====== Gezeigter Textauszug
# Nachzuchten



## Teichforum.info (6. Juni 2003)

Hallo Leute,
Heute ist geburtstag für 100derte kleiner koi.
Bei mir sind heute junge koi geschlüpft.
Die eier stammen von einem Chagoi und einen Ghost Koi.
Sie sind in einem extra hälterungsbecken untergebracht.
Mal sehen was daraus wird. halte euch auf dem laufenden.
Gruß Stephan


----------



## Teichforum.info (6. Juni 2003)

*Nachwuchs*

Hallo Stephan,

ich tippe auf Gostkoi mit Chagoi-farbener Maske.
Auch werden die Gostkoi-Chagoi-Mischlinge resistenter gegen 
Krankheiten und Temperaturschwankungen sein.


----------



## Teichforum.info (7. Juni 2003)

*lothar*

hallo Lohar,
habe mich vielleicht falsch ausgedrückt.
Die Muttertiere sind ein Chagoi und ein Ghost.
Vatertiere könnte es mehrere geben.
z.b.Showa, kohaku oder Asagi.
Könnten aber auch noch andere der Vater sein.
Gruß Stephan


----------



## Teichforum.info (7. Juni 2003)

*Gostkoi*

Hallo Stephan,

Gostkoi sind einen neuere Englische Züchtung, sie sind Krankheits und 
Temperaturunempfindlich.
das trifft zum allergrößten Teil auch auf die Nachkommen zu.
Mit den Nachkommen der Nachkommen habe ich noch keine 
Erfahrungen, aber die Gostkoi-Gene müßten nach meiner 
Meinung Dominant sein.


----------



## Teichforum.info (9. Juni 2003)

*Baby-Koi*

Hallo,
hier ein einigermaßen gutes Bild von den Baby-Koi.
Hier sind sie ein paar Tage alt.
Halte euch auf dem laufenden.
Gruß Stephan


----------



## Teichforum.info (9. Juni 2003)

herzig!

ich hätte gerne den links in der Mitte, der hat Potential 
 

wie fühlt man sich als Koi-Papa ?

lG
Doogie


----------



## Teichforum.info (9. Juni 2003)

*Koi-Papa*

Hi,
ist echt interessant sich das anzuschauen.
Hatte bisher nicht die möglichkeit dieses zu beobachten.
werde immer neue fotos machen und ein Album zusammenstellen.
von klein bis groß.
Gruß Stephan


----------



## Teichforum.info (23. Juni 2003)

Hallo,
nun sind die Babykoi schon etwas gewachsen und man kann schon farbunterschiede sehen.
Gruß Stephan


----------



## Teichforum.info (23. Juni 2003)

herzig... wie groß sind sie nun in etwa? in cm gemessen...


----------



## Teichforum.info (23. Juni 2003)

*Wie groß*

Hallo Doogie,
sie sind ungefär 1,5 - 2 cm groß wachsen wie die hölle.
============
====== Bereitgestelltes Material
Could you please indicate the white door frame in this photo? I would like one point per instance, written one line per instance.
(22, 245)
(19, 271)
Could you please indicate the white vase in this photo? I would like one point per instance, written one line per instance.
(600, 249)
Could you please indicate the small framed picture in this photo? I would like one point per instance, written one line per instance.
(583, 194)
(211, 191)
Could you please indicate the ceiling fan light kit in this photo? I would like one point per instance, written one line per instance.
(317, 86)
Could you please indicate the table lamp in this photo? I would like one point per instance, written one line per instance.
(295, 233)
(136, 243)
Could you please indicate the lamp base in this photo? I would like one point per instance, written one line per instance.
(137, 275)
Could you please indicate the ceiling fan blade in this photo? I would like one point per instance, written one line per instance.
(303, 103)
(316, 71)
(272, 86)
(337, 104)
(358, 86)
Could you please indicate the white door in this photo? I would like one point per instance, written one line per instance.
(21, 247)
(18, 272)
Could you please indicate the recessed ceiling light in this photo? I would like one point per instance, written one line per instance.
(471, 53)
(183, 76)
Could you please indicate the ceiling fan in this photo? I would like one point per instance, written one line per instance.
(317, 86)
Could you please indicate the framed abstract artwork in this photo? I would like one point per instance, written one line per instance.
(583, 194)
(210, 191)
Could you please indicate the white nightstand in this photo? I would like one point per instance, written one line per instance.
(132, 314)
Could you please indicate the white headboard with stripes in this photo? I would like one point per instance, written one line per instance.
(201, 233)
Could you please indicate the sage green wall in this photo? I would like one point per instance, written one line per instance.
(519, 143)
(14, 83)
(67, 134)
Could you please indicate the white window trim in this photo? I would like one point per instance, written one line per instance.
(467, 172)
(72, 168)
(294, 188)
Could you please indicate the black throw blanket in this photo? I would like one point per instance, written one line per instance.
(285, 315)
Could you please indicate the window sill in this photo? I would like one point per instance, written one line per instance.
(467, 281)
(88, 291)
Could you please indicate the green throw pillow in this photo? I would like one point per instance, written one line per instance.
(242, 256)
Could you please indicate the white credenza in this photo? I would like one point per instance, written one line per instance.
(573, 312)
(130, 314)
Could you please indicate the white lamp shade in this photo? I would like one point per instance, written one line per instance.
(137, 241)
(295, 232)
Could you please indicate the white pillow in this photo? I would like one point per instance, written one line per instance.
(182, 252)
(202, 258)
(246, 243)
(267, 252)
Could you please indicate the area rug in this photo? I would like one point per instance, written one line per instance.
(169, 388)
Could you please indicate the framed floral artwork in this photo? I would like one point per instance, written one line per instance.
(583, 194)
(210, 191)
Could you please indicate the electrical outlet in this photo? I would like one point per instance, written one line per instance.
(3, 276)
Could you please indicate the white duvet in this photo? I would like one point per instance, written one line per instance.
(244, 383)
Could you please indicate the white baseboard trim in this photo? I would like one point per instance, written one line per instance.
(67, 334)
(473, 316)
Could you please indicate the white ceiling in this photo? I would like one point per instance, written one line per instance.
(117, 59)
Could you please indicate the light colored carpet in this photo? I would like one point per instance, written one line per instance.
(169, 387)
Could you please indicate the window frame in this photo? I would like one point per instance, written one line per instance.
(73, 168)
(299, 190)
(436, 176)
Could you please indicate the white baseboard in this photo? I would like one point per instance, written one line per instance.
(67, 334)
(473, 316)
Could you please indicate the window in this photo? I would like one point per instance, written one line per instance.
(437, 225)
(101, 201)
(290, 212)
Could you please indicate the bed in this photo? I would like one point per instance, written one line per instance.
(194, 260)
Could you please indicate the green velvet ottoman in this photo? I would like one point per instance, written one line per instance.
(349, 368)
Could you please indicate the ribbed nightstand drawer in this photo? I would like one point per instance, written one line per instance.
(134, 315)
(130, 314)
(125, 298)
============
Zu erledigende Aufgaben:
(a) Geben Sie den Absatz aus dem Thread über die Koi-Nachzucht, der mit „Gostkoi sind einen neuere“ beginnt, in kürzerer Form wieder und behalten Sie dabei seine wesentlichen Aussagen bei.
(b) Übersetzen Sie den Satz „Die eier stammen von einem Chagoi und einen Ghost Koi.“ aus dem Thread über die Koi-Nachzucht ins Englische.
(c) Wie groß sind die Babykoi laut Stephans letztem Beitrag im Thread über die Koi-Nachzucht ungefähr?
Die Zeilen werden für die Bearbeitung nicht benötigt.

Antworten je Aufgabe:
(a) Gostkoi sind eine neuere englische Züchtung und unempfindlich gegenüber Krankheiten und Temperaturschwankungen, was größtenteils auch für ihre Nachkommen gilt. Mit den Nachkommen der Nachkommen gibt es noch keine Erfahrungen, die Gostkoi-Gene werden jedoch für dominant gehalten.

(b) The eggs come from a Chagoi and a Ghost koi.

(c) Sie sind ungefähr 1,5 bis 2 cm groß.